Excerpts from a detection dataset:
----------------
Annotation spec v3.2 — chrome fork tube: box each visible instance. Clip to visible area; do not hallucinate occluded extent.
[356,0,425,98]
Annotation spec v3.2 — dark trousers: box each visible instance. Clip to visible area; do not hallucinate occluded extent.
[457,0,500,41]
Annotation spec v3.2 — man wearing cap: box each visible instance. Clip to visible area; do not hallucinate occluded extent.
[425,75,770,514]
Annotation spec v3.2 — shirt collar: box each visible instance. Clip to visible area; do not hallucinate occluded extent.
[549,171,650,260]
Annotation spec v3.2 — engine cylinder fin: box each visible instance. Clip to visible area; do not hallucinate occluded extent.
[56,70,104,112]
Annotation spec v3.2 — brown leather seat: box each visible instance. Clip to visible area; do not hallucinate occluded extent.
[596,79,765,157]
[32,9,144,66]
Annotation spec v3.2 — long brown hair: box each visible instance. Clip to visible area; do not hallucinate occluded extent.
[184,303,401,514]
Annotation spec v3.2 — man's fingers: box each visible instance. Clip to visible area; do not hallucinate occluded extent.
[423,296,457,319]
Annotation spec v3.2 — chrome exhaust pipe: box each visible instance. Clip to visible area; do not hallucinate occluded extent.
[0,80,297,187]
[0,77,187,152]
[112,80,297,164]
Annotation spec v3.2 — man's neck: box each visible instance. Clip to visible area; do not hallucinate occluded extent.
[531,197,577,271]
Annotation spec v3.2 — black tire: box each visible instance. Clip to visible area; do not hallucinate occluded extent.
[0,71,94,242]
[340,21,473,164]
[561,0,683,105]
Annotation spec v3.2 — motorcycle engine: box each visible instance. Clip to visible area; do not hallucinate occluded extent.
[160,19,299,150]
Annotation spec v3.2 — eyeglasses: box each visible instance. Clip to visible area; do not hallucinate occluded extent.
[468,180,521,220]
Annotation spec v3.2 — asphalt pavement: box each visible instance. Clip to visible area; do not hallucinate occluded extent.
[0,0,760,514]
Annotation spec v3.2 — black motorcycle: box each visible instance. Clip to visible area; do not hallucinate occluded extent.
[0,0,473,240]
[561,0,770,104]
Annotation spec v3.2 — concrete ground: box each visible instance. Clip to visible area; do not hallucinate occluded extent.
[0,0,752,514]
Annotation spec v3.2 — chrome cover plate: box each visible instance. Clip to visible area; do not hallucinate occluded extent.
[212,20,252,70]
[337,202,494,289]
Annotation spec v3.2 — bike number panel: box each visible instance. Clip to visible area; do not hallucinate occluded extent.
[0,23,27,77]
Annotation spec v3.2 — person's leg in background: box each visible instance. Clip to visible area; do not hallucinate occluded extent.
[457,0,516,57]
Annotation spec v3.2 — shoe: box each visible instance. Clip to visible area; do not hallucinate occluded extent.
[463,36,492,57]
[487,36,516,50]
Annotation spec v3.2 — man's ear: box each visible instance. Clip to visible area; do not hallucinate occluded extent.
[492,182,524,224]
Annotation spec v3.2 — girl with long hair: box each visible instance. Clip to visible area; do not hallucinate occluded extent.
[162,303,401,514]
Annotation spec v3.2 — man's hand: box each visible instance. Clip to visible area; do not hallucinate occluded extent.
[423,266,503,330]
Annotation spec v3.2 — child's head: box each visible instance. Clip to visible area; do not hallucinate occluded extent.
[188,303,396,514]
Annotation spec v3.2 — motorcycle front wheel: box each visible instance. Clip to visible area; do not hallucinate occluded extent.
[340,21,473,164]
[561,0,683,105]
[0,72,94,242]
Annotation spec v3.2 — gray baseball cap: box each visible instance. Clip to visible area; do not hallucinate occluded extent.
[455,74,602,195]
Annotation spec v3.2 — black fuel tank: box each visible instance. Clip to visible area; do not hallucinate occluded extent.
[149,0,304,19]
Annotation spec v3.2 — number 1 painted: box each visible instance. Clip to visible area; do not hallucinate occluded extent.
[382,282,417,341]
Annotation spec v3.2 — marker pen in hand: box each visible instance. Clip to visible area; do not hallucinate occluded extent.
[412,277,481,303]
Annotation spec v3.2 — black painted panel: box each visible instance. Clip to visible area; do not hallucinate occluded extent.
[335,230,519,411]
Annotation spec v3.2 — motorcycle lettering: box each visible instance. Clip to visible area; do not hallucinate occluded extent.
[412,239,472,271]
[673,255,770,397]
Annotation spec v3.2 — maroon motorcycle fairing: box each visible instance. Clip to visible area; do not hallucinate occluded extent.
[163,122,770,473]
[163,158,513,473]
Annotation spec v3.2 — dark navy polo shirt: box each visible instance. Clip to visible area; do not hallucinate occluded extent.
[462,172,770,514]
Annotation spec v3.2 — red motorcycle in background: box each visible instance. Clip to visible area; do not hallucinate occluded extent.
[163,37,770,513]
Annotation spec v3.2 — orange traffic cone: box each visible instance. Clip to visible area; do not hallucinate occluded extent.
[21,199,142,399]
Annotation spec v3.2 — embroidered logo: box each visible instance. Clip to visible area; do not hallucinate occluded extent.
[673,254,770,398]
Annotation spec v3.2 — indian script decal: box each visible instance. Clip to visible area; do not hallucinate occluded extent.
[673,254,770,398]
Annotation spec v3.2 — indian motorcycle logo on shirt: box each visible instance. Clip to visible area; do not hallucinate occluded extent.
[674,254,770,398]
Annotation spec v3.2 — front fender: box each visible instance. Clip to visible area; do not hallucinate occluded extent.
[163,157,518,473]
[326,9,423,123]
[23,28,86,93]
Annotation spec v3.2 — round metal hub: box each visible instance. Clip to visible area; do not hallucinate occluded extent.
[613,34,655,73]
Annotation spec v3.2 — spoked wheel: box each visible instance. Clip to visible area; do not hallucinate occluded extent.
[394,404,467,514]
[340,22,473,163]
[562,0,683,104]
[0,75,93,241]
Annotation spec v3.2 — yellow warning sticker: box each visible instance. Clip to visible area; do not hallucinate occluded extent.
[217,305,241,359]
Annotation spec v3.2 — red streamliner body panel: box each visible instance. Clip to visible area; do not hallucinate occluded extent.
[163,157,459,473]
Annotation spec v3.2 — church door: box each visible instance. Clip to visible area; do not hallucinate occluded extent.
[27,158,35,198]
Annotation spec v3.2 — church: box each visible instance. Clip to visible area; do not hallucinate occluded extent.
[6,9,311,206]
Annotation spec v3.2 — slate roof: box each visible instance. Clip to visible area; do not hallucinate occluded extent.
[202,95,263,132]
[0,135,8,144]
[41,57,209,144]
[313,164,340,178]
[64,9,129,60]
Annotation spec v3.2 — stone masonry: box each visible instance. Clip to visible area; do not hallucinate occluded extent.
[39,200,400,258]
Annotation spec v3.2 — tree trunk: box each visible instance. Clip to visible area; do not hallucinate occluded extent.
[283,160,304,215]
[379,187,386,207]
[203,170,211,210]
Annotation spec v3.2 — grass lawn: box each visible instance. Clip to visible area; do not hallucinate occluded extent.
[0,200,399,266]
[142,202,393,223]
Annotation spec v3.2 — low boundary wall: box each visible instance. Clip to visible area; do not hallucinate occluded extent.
----------------
_WHAT YOU NEED TO DO_: Copy out the records word for word, from the line containing "Annotation spec v3.2 — man's fingers: box" to the line containing "[337,202,494,289]", including both of those lines.

_SOLUTION FOR THIS EXERCISE_:
Annotation spec v3.2 — man's fingers: box each visible instance. Clip to visible area; do not hallucinate occluded extent.
[423,296,457,319]
Annotation spec v3.2 — chrome exhaust pipe: box each visible instance. Clip to visible area; do not hallucinate occluded extent.
[0,80,297,187]
[0,77,187,152]
[112,80,297,164]
Annotation spec v3.2 — man's neck: box each visible instance. Clip to visible area; do not hallucinate occluded extent.
[531,197,577,271]
Annotation spec v3.2 — black tire: box each visible instance. Clip to visible area; do not hallucinate occluded extent.
[0,71,94,242]
[340,21,473,164]
[561,0,683,105]
Annotation spec v3.2 — motorcycle engine: box each visible instance. Clip to visible area; do not hallucinate occluded extent.
[160,19,299,150]
Annotation spec v3.2 — eyeglasses: box each visible instance. Clip to visible area; do not hallucinate occluded extent.
[468,180,521,220]
Annotation spec v3.2 — asphalt pavement: box each visible instance. Clip to visible area; do not hallucinate occluded extent.
[0,0,760,514]
Annotation spec v3.2 — black motorcycle: box each visible instance. Clip to visible area; do not hallucinate occluded extent.
[0,0,473,240]
[561,0,770,104]
Annotation spec v3.2 — concrete ground: box each visible instance. Clip to visible area; do not hallucinate occluded extent.
[0,0,752,514]
Annotation spec v3.2 — chrome cover plate: box each visible instance. Clip to visible area; do not hallucinate occluded extent.
[212,20,252,70]
[337,202,494,289]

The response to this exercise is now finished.